:: Work instructions ::
Continue the forum thread about the M.V. Waimarama and the 1942 Malta convoy from its last post.

# Malta Convoy re M.V.Waimarama.



## allenr.

This is for the oldies amongst us and is from Mr.Pat Harris, one of the few
survivors of the sinking of the M.V. Waimarama. during the Malta convoy in
1942. This was one of the New Zealand Shipping Co's ships before they got
the big grey paint job. Pat would like to know if there are any old members and mates who are still alive?. This message was requested by my older brother who lives not far from Pat in the North of the South Island of N.Z.
My Brother Mick is an ex Seafairer from the Harrison Line 1947 onwards, hopefully he will be joining Ships nostalgia soon, meanwhile if there are any
replies, I would be happy to recieve them
thanks for any help, Rob Allen.


----------



## Brian Twyman

Rob
This is one query I really would love to be able to answer.

But will you please pass on to Mr. Pat Harris my sincere thanks for his courage and his service during those dark days. I am sure I speak for all SN members in wishing him well. (Thumb) 
Best Regards
Brian


----------



## Geoff_E

I believe the well known actor Frederick Treves was a cadet on the Waimarama, is he still alive? I tried searching in google but it only brought up references to his acting roles, no biographical details.
He was interviewed for the television do***entary on "Operation Pedestal" and proved a very moving witness to this proud event in the annals of the Merchant Navy.


----------



## allenr.

thank you Brian and Geoff, I will pass your replies back up north as soon as
possible, just as a matter of interest when my brother was on one of the
Harrison ships he sailed with an A.B. who was also one of the Survivors,
thanks again for getting in touch. Rob Allen. R623365


----------



## David Davies

*mv Waimarama*

The Waimarama I believe was one of Shaw Savill's "W" class and as far as I can remember was involved in another incident in 1939 as relayed to me by a reliable source in the late 40's who had been on board her at the time. On leaving Curacao she fell in with and engaged a German merchant ship with her DEMS armament resulting in the German ship being holed and run ashore.

:: Material supplied ::

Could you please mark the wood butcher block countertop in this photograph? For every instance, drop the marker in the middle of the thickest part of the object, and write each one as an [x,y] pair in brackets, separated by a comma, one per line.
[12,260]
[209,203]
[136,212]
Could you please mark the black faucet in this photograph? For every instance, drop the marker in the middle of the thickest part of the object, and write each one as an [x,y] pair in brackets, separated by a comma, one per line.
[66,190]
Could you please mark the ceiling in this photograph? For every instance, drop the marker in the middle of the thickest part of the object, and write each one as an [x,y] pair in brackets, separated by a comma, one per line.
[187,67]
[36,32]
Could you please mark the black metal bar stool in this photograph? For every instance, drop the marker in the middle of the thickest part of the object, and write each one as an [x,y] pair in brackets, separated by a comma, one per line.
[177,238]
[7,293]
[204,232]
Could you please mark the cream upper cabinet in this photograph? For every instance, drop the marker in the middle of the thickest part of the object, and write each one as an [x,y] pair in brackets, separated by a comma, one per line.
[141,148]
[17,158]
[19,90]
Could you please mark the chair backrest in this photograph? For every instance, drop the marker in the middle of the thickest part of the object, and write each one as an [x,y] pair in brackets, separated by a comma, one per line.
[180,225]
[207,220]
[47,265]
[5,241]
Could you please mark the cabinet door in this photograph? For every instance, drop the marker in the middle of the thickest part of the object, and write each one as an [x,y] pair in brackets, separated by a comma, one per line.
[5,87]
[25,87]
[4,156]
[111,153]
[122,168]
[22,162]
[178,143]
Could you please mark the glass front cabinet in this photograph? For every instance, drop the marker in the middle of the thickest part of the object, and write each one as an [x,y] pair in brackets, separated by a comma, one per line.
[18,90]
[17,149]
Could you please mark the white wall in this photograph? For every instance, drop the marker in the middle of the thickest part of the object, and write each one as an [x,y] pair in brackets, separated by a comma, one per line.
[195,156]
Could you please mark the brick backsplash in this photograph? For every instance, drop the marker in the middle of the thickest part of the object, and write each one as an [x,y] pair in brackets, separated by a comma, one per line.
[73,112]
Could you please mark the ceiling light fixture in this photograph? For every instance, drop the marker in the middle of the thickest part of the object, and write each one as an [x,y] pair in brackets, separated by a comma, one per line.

:: Solved problem ::
The outcome was that the German government declared it as an act of piracy on the part of Waimarama and any of her people on board at that time would be treated as pirates if they fell into German hands and dealt with accordingly. This of course was at the begining of the war. The reaction of the British government was to withdraw all their discharge books and issue them with new ones with no mention of Waimarama. These are the facts as I remember being told, perhaps some one else may have knowledge of this incident as I've never found any reference to it else ware even in Shaw Savill's history.


----------



## allenr.

*M.V. Waimarama*

David Davies, Thank you for your reply, I will pass this infor on
as soon as possible
Kind regards. Rob Allen. R623365


----------



## sparkie2182

This is a transcript of an interview with a modest "Freddie Treves".

A man with little to be modest about............


http://www.secondworldwarforum.com/my-oral-history-archive/navy/freddie-treves/


----------



## Hugh Ferguson

Geoff_E said:


> I believe the well known actor Frederick Treves was a cadet on the Waimarama, is he still alive? I tried searching in google but it only brought up references to his acting roles, no biographical details.
> He was interviewed for the television do***entary on "Operation Pedestal" and proved a very moving witness to this proud event in the annals of the Merchant Navy.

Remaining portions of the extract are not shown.